Problem description -
Exact repetition of the data below is required.

The data -
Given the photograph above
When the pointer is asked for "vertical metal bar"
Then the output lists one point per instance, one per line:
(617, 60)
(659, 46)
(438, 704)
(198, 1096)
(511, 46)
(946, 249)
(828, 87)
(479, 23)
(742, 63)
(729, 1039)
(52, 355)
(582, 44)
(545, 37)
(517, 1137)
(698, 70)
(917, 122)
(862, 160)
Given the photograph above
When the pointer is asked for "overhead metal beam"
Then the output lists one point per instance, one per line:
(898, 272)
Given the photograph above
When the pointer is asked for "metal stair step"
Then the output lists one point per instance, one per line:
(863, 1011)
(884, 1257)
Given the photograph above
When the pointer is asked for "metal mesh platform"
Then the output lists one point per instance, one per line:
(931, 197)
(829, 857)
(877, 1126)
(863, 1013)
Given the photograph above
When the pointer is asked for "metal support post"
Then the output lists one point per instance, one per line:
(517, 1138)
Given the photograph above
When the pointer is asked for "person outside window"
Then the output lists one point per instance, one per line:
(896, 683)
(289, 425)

Answer box -
Given the photograph above
When the pointer is asked for "vertical metal bar"
Then the output lists one point per instance, one per line:
(617, 60)
(659, 46)
(438, 704)
(198, 1096)
(511, 46)
(946, 249)
(828, 87)
(479, 23)
(742, 63)
(729, 1039)
(52, 355)
(582, 44)
(545, 37)
(517, 1137)
(698, 70)
(917, 122)
(862, 160)
Given the photograph above
When the pointer is asked for "overhead metal beam"
Then the output lists one point per instance, one per line:
(898, 272)
Given the photograph above
When the pointer is asked for "metal stair step"
Then the output lists one point per instance, one per line:
(863, 1011)
(884, 1257)
Given the photograph above
When the pointer is asked for "metal mesh platform"
Then the output lists one point per instance, one per line:
(931, 197)
(829, 857)
(877, 1126)
(863, 1013)
Given the photograph above
When the pointer is asked for "metal support post"
Then the output lists one point per instance, one per line:
(517, 1138)
Given the photograph above
When the pointer is asked for "person outside window"
Then the output lists one point per instance, one per line:
(896, 683)
(289, 425)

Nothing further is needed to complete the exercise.